- _Problem statement_
Set down each entry as it stands. Skip the pictures.

Start of Source material

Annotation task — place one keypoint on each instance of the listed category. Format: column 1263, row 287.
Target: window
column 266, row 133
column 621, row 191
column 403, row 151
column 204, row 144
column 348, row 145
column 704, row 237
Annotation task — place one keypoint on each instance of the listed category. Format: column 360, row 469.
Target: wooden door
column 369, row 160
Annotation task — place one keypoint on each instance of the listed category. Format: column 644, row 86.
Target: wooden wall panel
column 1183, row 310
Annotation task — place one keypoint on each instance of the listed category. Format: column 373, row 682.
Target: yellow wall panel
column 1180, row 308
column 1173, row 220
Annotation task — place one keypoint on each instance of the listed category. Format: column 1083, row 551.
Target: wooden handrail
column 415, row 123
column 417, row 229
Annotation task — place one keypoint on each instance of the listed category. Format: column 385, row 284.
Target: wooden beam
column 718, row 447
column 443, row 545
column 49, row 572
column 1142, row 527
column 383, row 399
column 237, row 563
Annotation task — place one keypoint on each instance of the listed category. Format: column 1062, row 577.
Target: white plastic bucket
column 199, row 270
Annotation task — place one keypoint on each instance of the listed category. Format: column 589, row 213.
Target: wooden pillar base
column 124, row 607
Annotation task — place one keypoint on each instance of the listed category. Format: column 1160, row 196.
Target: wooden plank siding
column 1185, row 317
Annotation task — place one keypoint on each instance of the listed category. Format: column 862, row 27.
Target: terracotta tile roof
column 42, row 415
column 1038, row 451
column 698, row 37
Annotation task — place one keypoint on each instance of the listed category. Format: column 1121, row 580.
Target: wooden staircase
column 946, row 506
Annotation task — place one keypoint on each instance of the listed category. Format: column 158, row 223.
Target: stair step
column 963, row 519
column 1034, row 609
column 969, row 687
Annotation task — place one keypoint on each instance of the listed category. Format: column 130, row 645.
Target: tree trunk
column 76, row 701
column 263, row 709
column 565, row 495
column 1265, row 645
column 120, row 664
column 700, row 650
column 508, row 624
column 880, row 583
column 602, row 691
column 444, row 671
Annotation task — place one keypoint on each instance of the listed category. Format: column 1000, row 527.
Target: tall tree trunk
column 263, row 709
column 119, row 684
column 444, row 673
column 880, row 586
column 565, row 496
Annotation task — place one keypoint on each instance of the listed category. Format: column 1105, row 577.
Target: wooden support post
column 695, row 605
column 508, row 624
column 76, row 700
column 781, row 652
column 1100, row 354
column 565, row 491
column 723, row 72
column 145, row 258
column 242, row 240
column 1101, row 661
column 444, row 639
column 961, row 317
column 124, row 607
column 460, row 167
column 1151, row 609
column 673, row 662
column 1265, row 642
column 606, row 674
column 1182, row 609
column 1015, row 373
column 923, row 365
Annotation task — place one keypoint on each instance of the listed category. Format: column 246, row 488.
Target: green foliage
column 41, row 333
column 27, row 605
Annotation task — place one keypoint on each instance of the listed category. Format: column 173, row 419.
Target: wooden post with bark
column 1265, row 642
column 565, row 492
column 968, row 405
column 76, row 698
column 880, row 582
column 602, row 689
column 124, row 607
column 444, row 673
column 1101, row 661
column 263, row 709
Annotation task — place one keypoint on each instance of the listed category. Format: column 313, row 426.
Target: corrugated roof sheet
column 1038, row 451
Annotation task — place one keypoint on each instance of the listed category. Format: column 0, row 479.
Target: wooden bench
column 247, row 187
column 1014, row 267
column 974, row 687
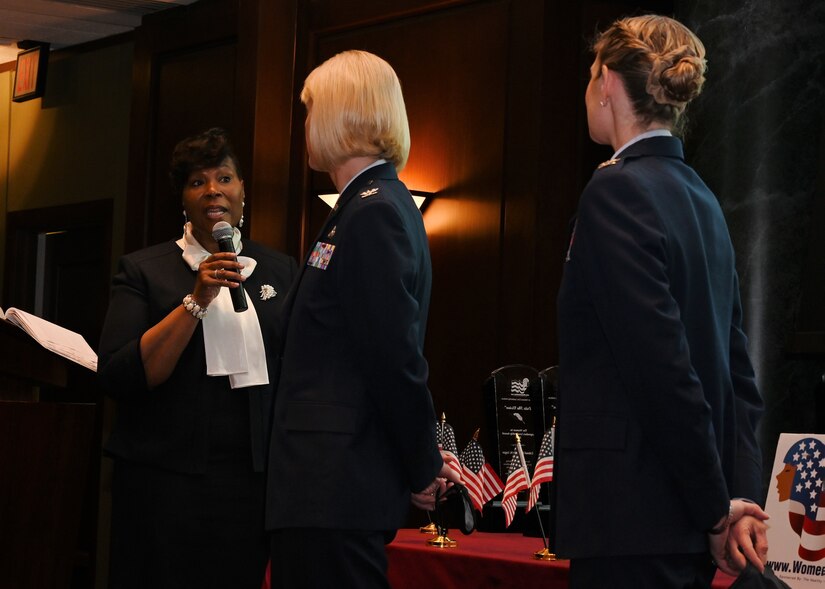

End of Source material

- _Answer to the problem_
Annotation task — place one keypoint on each instance of the listed category. Format: column 1263, row 287.
Target: window
column 266, row 133
column 621, row 191
column 403, row 151
column 204, row 144
column 348, row 145
column 704, row 237
Annotation task — place one keypoint on each instance of the listed category. Format: column 360, row 469.
Target: wooden door
column 369, row 160
Annotation task — place one keypoint on each instance of the listed category. Format: column 644, row 86.
Target: wooden wall panel
column 1183, row 310
Annotation task — place one keypoint on each instance of the listed category. Format: column 373, row 682.
Target: yellow wall panel
column 1180, row 308
column 1173, row 220
Annotation task — place one keypoint on each instance of the listed category. Format: column 1083, row 551.
Target: wooden handrail
column 415, row 123
column 417, row 229
Annotation task — place one keypoint on each instance of the listed category. Format: column 385, row 284.
Target: wooden beam
column 718, row 447
column 443, row 545
column 49, row 572
column 1142, row 527
column 383, row 399
column 237, row 563
Annotation task — place one keypoint on each instance of the listed category. Format: column 1062, row 577.
Target: white plastic bucket
column 199, row 270
Annotation task — place one keypoint on each instance of the listed category. Format: column 589, row 213.
Target: wooden pillar base
column 124, row 607
Annotation task — place one keypoint on each instance of the listed category. Format: column 1160, row 196.
Target: wooden plank siding
column 1185, row 317
Annotation task — place one keypoint on each instance of the listed category. Format: column 862, row 27.
Target: terracotta tile roof
column 42, row 415
column 1038, row 451
column 698, row 37
Annotation task — place one keypoint on each instance of the listed category. Format: column 1121, row 580.
Target: wooden staircase
column 946, row 506
Annotation task — place one keypoint on each instance of the listed category. Format: column 158, row 223.
Target: stair step
column 963, row 519
column 1034, row 609
column 969, row 687
Annotation task — place one keypoint on each instance of the listed category. Format: column 130, row 645.
Target: tree trunk
column 76, row 701
column 263, row 709
column 565, row 495
column 1265, row 645
column 120, row 664
column 700, row 650
column 508, row 624
column 880, row 583
column 602, row 691
column 444, row 671
Annotation task — place one keypoint on each instance of the listed category. Format: column 1000, row 527.
Target: tall tree trunk
column 263, row 709
column 119, row 684
column 444, row 673
column 880, row 586
column 565, row 496
Annotation task — place one keypoint on each instance of the listed category. Format: column 1105, row 577.
Target: wooden support post
column 695, row 605
column 508, row 624
column 76, row 700
column 781, row 652
column 1100, row 354
column 565, row 491
column 723, row 72
column 145, row 258
column 242, row 240
column 1101, row 661
column 444, row 639
column 961, row 317
column 124, row 607
column 460, row 167
column 1151, row 609
column 673, row 662
column 1265, row 642
column 606, row 674
column 1182, row 609
column 1015, row 373
column 923, row 365
Annotation task — place one keypoint on each instance of the listed category. Format: column 246, row 488.
Target: green foliage
column 41, row 333
column 27, row 605
Annotation task — place one keypoint on each instance of the listed category. Format: column 173, row 419.
Target: wooden post with bark
column 1265, row 642
column 565, row 492
column 968, row 405
column 76, row 698
column 880, row 582
column 602, row 689
column 124, row 607
column 444, row 673
column 1101, row 661
column 263, row 709
Annotation task — place one keypoint on each instance of the listed category. Format: column 313, row 426.
Target: corrugated roof sheet
column 1038, row 451
Annotation task — place one keypoint on each instance of the listed category. Format: column 0, row 479.
Target: wooden bench
column 247, row 187
column 1014, row 267
column 974, row 687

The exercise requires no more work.